### Task
Write out the passage of the article about police canteens and the Eat Out to Help Out scheme between "However the public" and "It isn’t right.", inclusive.

### Text excerpt
A Michelin starred restaurant boss has slammed the government’s ‘Eat Out to Help Out’ scheme as it was today revealed that police officers are exploiting the scheme to tuck in to half-price meals at work canteens.
David Moore, owner of Pied à Terre in London, said the scheme should be for small restaurants and slammed the use of taxpayers money in private canteens as ‘shocking’.
It comes as it was today revealed officers working for police forces in Hampshire and Surrey can enjoy 50 per cent off meals and drinks at their in-house canteens on Mondays, Tuesdays and Wednesday throughout August.
The private company supplying catering to the forces’ largest bases signed up for the Eat Out to Help Out scheme – in which the government pays back the value of the discount from the public purse.
However the public cannot eat at the canteens, leading critics such as Mr Moore to slam the company’s use of the scheme.
David Moore, owner of Pied à Terre in London, said the scheme should be for small restaurants and slammed the use of taxpayers money in private canteens as ‘shocking’
Mr Moore argued that the government’s scheme was designed to help struggling cafes and restaurants, which might otherwise close, attract diners back, not to be exploited by police canteens with a ‘captive’ audience who would eat there anyway.
The 56-year-old, who has worked alongside world-renowned chefs such as Raymond Blanc and who was forced to shut his restaurant due to coronavirus, said: ‘It’s shocking. It isn’t right.
‘It is definitely not what was meant by the Eat Out to Help Out scheme. There should have been some exceptions.
‘It’s for small restaurants. It’s not meant to help Five Guys form a queue around the block or a police officer who should be eating in the community anyway and supporting the community.’
Mr Moore argues that whilst the scheme is a ‘bright idea’ there are loopholes which are being exploited.
He said: ‘When you have a broad stroke initiative like this and the short time frame in which it’s been put together I don’t think there are the checks and balances in place to police it properly.

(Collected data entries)

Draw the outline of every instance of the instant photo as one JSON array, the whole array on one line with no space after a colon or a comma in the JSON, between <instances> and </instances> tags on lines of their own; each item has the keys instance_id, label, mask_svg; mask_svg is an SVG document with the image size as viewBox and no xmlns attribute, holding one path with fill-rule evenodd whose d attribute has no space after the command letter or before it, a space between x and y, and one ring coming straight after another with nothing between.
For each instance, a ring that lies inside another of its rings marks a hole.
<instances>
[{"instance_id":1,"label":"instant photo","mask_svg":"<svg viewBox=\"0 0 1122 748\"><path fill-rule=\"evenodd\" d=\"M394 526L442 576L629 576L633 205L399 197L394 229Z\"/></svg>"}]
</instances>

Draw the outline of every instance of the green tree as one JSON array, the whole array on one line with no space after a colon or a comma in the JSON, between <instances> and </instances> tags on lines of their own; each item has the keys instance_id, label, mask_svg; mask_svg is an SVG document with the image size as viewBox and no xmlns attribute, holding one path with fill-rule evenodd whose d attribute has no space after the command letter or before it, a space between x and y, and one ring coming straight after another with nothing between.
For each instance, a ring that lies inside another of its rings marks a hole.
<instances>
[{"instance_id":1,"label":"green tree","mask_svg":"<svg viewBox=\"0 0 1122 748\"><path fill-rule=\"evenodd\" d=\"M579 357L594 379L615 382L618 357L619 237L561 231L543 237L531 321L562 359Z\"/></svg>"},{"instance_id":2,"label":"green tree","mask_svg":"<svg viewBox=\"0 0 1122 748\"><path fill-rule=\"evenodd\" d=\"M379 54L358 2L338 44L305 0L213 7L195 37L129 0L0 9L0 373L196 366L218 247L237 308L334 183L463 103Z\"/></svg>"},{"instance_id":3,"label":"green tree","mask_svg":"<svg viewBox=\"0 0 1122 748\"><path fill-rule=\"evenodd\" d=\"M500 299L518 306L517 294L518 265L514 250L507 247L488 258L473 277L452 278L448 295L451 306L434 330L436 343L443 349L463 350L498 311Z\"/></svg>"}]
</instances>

### The answer
However the public cannot eat at the canteens, leading critics such as Mr Moore to slam the company’s use of the scheme.
David Moore, owner of Pied à Terre in London, said the scheme should be for small restaurants and slammed the use of taxpayers money in private canteens as ‘shocking’
Mr Moore argued that the government’s scheme was designed to help struggling cafes and restaurants, which might otherwise close, attract diners back, not to be exploited by police canteens with a ‘captive’ audience who would eat there anyway.
The 56-year-old, who has worked alongside world-renowned chefs such as Raymond Blanc and who was forced to shut his restaurant due to coronavirus, said: ‘It’s shocking. It isn’t right.